**Data supplied:**
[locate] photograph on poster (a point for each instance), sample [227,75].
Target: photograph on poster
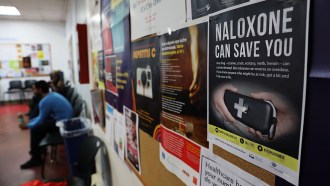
[183,57]
[132,138]
[257,71]
[146,83]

**Given request:** Add 41 to each coordinate in the answer points, then reproduce every row above in full, keeping the text lines and the sample point in the first line unchanged. Leave the picture out of the output.

**Response to the task:**
[locate] photograph on poster (a point for each instance), sample [227,75].
Target: photograph on poster
[224,98]
[173,179]
[298,112]
[187,124]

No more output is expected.